▶ Written exercise
Copy out each line of the material below with no changes.

▶ Supplied material
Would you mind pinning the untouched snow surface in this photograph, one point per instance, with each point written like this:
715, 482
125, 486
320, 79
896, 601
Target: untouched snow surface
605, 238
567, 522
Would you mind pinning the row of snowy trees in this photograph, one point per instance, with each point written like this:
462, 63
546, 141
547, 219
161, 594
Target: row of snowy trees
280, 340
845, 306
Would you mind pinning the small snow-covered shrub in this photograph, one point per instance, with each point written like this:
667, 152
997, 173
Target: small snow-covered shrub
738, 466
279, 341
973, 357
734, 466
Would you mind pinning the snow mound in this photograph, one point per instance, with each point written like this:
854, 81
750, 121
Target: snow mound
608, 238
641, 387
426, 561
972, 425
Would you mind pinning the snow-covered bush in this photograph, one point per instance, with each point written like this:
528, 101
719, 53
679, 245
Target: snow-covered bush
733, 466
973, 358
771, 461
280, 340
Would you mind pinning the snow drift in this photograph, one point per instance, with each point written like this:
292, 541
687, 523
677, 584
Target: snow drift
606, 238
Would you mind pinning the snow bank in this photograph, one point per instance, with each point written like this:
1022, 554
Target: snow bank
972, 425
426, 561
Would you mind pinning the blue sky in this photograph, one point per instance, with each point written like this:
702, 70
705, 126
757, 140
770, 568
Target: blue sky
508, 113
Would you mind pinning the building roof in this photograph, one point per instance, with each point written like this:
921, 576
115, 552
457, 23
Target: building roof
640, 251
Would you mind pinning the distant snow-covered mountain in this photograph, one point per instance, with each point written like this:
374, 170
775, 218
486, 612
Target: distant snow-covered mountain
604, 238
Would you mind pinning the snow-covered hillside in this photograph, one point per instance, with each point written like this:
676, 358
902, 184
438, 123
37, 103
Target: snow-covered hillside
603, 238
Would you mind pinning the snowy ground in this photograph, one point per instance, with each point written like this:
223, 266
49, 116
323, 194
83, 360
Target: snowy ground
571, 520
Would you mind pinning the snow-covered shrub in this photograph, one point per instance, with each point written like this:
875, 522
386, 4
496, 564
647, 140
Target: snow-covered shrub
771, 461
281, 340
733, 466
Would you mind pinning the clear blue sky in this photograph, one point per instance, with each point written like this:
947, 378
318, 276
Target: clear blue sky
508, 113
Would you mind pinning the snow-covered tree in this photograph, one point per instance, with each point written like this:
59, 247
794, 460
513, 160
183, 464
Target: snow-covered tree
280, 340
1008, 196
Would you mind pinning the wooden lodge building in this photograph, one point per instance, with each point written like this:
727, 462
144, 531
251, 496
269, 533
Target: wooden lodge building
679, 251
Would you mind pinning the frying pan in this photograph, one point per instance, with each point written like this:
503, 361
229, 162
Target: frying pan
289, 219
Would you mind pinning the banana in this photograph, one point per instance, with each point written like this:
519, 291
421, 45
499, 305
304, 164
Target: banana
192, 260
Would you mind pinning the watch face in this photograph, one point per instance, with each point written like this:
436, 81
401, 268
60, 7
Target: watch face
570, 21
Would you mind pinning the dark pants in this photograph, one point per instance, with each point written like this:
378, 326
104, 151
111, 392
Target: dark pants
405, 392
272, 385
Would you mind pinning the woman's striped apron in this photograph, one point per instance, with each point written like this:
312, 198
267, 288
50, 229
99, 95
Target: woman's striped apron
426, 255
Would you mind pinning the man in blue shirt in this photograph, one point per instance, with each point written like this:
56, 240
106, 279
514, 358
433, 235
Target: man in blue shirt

▶ Reply to the task
Would you mind pinning the untouched snow surface in this photograph, one point per instance, with each point written like this:
715, 482
125, 486
320, 79
896, 601
Target: untouched snow surface
605, 238
567, 522
Would you mind pinning the row of snowy trees in this photograph, one point per instance, with each point written like this:
462, 63
546, 141
547, 219
161, 594
Target: row of snowy trees
280, 340
845, 306
Would you mind pinning the small snow-covered shrub in this photograph, one point per instance, with each point written like this:
667, 152
997, 173
Target: small snow-covered shrub
738, 466
279, 341
973, 357
734, 466
Would you mind pinning the snow mound in this photograph, one point per instance, with each point written like this:
854, 81
750, 121
Target: snow mound
608, 238
641, 387
426, 561
972, 425
Would you mind pinning the snow-covered bush in this photograph, one point per instance, with each point written like this:
528, 101
719, 53
679, 245
Target: snow-covered bush
733, 466
973, 358
771, 461
280, 340
Would you mind pinning the snow drift in this photograph, one point per instance, with each point written like this:
292, 541
687, 523
677, 584
Target: snow drift
606, 238
Would you mind pinning the snow bank in this photograph, one point per instance, with each point written like this:
1022, 554
Target: snow bank
972, 425
426, 561
Would you mind pinning the blue sky in this photograph, one point per instance, with each point written like this:
702, 70
705, 126
757, 140
770, 568
Target: blue sky
508, 113
Would you mind pinning the building roof in this photograph, one point per instance, with each point written like this:
921, 576
115, 552
457, 23
Target: building roof
640, 251
Would you mind pinning the distant snow-covered mountain in this photograph, one point per instance, with each point written like this:
374, 170
775, 218
486, 612
Target: distant snow-covered mountain
604, 238
Would you mind pinning the snow-covered hillside in this photograph, one point per instance, with each point written like this:
676, 358
902, 184
438, 123
37, 103
Target: snow-covered hillside
603, 238
Would you mind pinning the snowy ground in this photograph, one point per instance, with each point written like this:
223, 266
49, 116
323, 194
83, 360
Target: snowy ground
571, 520
Would you mind pinning the snow-covered shrub in this photograph, one point per instance, with each point written like this:
875, 522
386, 4
496, 564
647, 140
Target: snow-covered shrub
771, 461
281, 340
733, 466
Would you mind pinning the clear blue sky in this photograph, one point per instance, with each point written like this:
947, 378
318, 276
Target: clear blue sky
508, 113
Would you mind pinning the snow-covered tree in this photograph, one point per instance, with each point written like this:
59, 247
794, 460
513, 160
183, 464
Target: snow-covered tree
280, 340
1008, 196
Would you mind pinning the wooden lodge building in this photograph, one point per instance, with each point written like this:
727, 462
144, 531
251, 496
269, 533
Target: wooden lodge building
679, 251
Would you mind pinning the frying pan in this photograph, one point per instance, with each point written like this:
503, 361
229, 162
Target: frying pan
289, 219
Would you mind pinning the banana in this photograph, one point per instance, with each point written like this:
519, 291
421, 45
499, 305
304, 164
Target: banana
192, 260
Would you mind pinning the watch face in this photograph, one point per instance, with each point written like this:
436, 81
401, 268
60, 7
Target: watch face
570, 21
Would you mind pinning the dark pants in this photograph, one point per instance, with each point written like this:
378, 326
104, 151
111, 392
Target: dark pants
405, 392
272, 385
Would you mind pinning the woman's striped apron in this photograph, one point per instance, with each point written like this:
312, 198
267, 288
50, 229
99, 95
Target: woman's striped apron
426, 255
Would you mind pinning the man in blue shirt in this photograph, one point per instance, with each point written like this:
56, 240
106, 279
514, 358
433, 235
Target: man in blue shirt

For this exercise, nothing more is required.